## Request
Each entry below is to be extracted exactly.

## Raw records
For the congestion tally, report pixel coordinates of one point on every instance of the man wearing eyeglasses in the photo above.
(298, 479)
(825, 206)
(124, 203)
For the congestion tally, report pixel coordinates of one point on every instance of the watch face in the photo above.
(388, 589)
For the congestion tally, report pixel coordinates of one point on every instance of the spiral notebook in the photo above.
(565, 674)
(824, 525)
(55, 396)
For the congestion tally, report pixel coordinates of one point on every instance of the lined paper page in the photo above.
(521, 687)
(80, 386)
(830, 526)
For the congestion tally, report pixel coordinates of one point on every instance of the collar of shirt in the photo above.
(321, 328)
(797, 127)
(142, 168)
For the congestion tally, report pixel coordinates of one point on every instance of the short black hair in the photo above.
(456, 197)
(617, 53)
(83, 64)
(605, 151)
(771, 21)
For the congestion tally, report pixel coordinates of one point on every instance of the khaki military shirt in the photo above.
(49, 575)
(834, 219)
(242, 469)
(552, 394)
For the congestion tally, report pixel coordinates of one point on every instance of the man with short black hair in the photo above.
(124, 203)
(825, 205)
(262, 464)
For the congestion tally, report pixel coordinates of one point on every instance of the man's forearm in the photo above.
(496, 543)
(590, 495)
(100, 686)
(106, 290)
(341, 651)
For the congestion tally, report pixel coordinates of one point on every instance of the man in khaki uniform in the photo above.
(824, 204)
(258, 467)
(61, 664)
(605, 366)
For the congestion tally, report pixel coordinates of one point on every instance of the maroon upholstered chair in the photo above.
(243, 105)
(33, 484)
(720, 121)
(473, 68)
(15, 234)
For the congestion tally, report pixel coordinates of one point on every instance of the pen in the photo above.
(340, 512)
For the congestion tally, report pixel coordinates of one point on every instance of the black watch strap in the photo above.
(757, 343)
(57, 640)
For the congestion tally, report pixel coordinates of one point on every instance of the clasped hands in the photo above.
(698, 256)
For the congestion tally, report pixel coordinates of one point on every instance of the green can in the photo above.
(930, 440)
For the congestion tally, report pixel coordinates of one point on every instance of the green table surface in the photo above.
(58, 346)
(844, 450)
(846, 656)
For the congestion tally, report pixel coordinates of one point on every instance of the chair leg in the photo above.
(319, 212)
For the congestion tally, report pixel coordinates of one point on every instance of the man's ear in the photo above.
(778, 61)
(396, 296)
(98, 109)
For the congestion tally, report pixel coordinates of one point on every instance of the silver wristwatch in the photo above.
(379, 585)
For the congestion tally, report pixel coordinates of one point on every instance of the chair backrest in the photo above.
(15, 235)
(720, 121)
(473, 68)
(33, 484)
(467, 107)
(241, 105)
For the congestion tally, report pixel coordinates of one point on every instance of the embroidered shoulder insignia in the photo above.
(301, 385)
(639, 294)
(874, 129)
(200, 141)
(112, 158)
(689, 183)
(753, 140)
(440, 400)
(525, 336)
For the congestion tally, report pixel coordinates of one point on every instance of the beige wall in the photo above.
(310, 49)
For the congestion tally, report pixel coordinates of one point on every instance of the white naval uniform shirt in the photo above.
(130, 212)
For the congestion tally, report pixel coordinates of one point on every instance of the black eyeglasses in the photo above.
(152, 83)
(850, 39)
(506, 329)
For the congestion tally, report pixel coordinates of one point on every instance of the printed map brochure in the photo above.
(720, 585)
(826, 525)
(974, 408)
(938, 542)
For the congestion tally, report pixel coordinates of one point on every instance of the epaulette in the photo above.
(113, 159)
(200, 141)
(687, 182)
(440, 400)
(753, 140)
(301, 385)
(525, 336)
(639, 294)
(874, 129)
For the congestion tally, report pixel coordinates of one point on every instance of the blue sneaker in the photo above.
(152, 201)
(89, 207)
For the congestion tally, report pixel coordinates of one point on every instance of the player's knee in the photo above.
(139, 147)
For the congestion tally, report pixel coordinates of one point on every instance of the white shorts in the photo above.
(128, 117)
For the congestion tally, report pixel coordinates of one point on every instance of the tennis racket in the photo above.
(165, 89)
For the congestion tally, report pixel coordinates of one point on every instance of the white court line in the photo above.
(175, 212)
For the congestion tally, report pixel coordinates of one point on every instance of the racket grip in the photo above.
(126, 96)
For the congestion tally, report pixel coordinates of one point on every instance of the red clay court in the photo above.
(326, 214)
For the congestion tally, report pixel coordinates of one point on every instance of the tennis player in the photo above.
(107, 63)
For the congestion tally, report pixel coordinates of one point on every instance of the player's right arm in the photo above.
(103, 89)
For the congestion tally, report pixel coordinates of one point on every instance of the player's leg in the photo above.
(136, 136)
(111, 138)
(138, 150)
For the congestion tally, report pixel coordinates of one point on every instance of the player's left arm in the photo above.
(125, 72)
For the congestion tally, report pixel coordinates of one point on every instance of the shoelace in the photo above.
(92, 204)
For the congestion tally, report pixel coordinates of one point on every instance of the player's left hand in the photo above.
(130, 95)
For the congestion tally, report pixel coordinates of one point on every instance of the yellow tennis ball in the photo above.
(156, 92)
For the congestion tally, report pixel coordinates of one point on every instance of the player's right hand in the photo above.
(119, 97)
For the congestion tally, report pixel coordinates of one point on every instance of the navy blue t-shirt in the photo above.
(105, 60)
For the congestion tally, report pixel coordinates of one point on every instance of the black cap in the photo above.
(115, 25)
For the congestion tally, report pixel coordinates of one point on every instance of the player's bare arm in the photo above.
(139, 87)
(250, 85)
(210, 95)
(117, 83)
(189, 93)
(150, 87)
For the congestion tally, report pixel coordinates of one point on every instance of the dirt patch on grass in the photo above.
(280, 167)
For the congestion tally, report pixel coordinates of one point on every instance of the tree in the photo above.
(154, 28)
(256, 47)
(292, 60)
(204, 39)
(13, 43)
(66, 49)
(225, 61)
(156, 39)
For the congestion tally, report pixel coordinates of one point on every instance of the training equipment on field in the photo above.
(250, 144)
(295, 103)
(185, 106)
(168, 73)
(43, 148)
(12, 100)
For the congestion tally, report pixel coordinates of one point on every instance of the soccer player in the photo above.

## Worked answer
For the congestion tally, report pixel coordinates of one point on every instance of the man wearing eyeglasses in the photo above.
(298, 479)
(825, 206)
(124, 203)
For the congestion tally, report pixel coordinates of one point on every instance of the watch face in the photo above.
(388, 589)
For the congestion tally, report pixel coordinates of one point on every instance of the spiral notebook in the photo above.
(565, 674)
(824, 525)
(55, 396)
For the congestion tally, report pixel coordinates of one point on every instance of the lined paper page in the photo above.
(521, 687)
(80, 386)
(830, 526)
For the congestion tally, report pixel coordinates of one point on every instance of the collar of shirt in the photo above.
(321, 328)
(797, 127)
(142, 168)
For the congestion tally, report pixel coordinates of one point on every instance of the short black hair in the photo above.
(456, 197)
(617, 53)
(83, 64)
(605, 151)
(771, 21)
For the congestion tally, report pixel coordinates of one point on every instance of the khaki military shirt in the photo above.
(49, 575)
(834, 219)
(242, 469)
(552, 394)
For the congestion tally, report pixel coordinates of one point on every instance of the man with short black hair in the photo above.
(124, 203)
(825, 205)
(262, 464)
For the congestion tally, report pixel coordinates of one point on every instance of the man's forearm in the photo above.
(496, 543)
(590, 495)
(100, 686)
(106, 290)
(341, 651)
For the congestion tally, report pixel coordinates of one point on every instance of the man in khaki uniform in the photo above.
(824, 204)
(258, 467)
(61, 664)
(605, 366)
For the congestion tally, report pixel coordinates of one point on every instance of the maroon upholstered chair in the photo above.
(243, 105)
(33, 484)
(720, 121)
(473, 68)
(15, 234)
For the congestion tally, report pixel coordinates of one point on every instance of the pen in the photo above.
(340, 512)
For the congestion tally, report pixel coordinates of one point on every instance of the black watch strap in the photo above.
(757, 343)
(57, 640)
For the congestion tally, report pixel coordinates of one point on every instance of the clasped hands in the photo above.
(698, 256)
For the congestion tally, report pixel coordinates of one point on every instance of the green can in the photo above.
(930, 440)
For the congestion tally, report pixel coordinates of one point on every instance of the green table surface in the photo above.
(58, 346)
(844, 450)
(846, 656)
For the congestion tally, report pixel coordinates of one point on every instance of the chair leg in the photo above.
(319, 212)
For the congestion tally, report pixel coordinates of one point on every instance of the man's ear in the photo above.
(778, 61)
(396, 296)
(98, 109)
For the congestion tally, report pixel coordinates of one point on every instance of the silver wristwatch in the photo above.
(379, 585)
For the congestion tally, report pixel coordinates of one point on every instance of the chair backrest in the photo above.
(15, 235)
(720, 121)
(473, 68)
(33, 484)
(467, 107)
(241, 105)
For the congestion tally, report pixel coordinates of one point on every instance of the embroidered shoulder insignia in the photo above.
(301, 385)
(639, 294)
(874, 129)
(200, 141)
(112, 158)
(689, 183)
(753, 140)
(440, 400)
(525, 336)
For the congestion tally, report pixel coordinates of one point on every instance of the beige wall in the photo above.
(310, 49)
For the congestion tally, report pixel coordinates of one point on every instance of the white naval uniform shirt in the photo above.
(130, 212)
For the congestion tally, report pixel coordinates of one point on every instance of the black eyeglasses in the photo above.
(152, 83)
(850, 39)
(506, 329)
For the congestion tally, report pixel coordinates of one point on every instance of the printed map brochure in the photo above.
(720, 585)
(826, 525)
(974, 408)
(938, 542)
For the congestion tally, report pixel coordinates of one point on every instance of the epaulette in the photo above.
(113, 159)
(200, 141)
(687, 182)
(440, 400)
(753, 140)
(301, 385)
(525, 336)
(639, 294)
(874, 129)
For the congestion tally, report pixel coordinates of one point on every instance of the blue sneaker in the photo above.
(152, 201)
(89, 207)
For the congestion tally, report pixel coordinates of one point on every instance of the player's knee in the photo above.
(139, 147)
For the congestion tally, report pixel coordinates of one point on every instance of the white shorts in the photo above.
(128, 117)
For the congestion tally, report pixel coordinates of one point on every instance of the tennis racket in the photo above.
(165, 89)
For the congestion tally, report pixel coordinates of one point on every instance of the white court line in the photo above.
(175, 212)
For the congestion tally, report pixel coordinates of one point on every instance of the racket grip in the photo above.
(126, 96)
For the congestion tally, report pixel coordinates of one point on every instance of the red clay court in the photo above.
(326, 214)
For the congestion tally, report pixel coordinates of one point on every instance of the tennis player in the photo above.
(107, 63)
For the congestion tally, report pixel coordinates of one point on every instance of the player's right arm in the photo above.
(103, 89)
For the congestion tally, report pixel coordinates of one point on every instance of the player's leg in the photo above.
(136, 136)
(111, 138)
(138, 150)
For the congestion tally, report pixel coordinates of one point on every instance of the player's left arm in the photo above.
(125, 72)
For the congestion tally, report pixel coordinates of one point on every instance of the shoelace in the photo above.
(92, 204)
For the congestion tally, report pixel coordinates of one point on every instance of the player's left hand in the photo above.
(130, 95)
For the congestion tally, report pixel coordinates of one point on every instance of the yellow tennis ball in the photo above.
(156, 92)
For the congestion tally, report pixel coordinates of one point on every instance of the player's right hand in the photo above.
(119, 97)
For the congestion tally, report pixel coordinates of one point on every instance of the navy blue t-shirt in the photo above.
(105, 60)
For the congestion tally, report pixel coordinates of one point on every instance of the black cap in the photo above.
(115, 25)
For the congestion tally, report pixel coordinates of one point on every instance of the player's bare arm in the photo above.
(139, 87)
(250, 85)
(210, 95)
(117, 83)
(189, 93)
(150, 87)
For the congestion tally, report pixel coordinates of one point on every instance of the dirt patch on grass in the photo above.
(280, 167)
For the congestion tally, report pixel coordinates of one point on every instance of the tree in the photo above.
(154, 28)
(256, 47)
(292, 60)
(204, 39)
(13, 43)
(66, 49)
(225, 61)
(156, 39)
For the congestion tally, report pixel coordinates of one point on every instance of the training equipment on field in the photo above.
(250, 144)
(295, 103)
(185, 106)
(168, 73)
(43, 148)
(12, 100)
For the congestion tally, report pixel coordinates of one point on every instance of the soccer player in the photo above.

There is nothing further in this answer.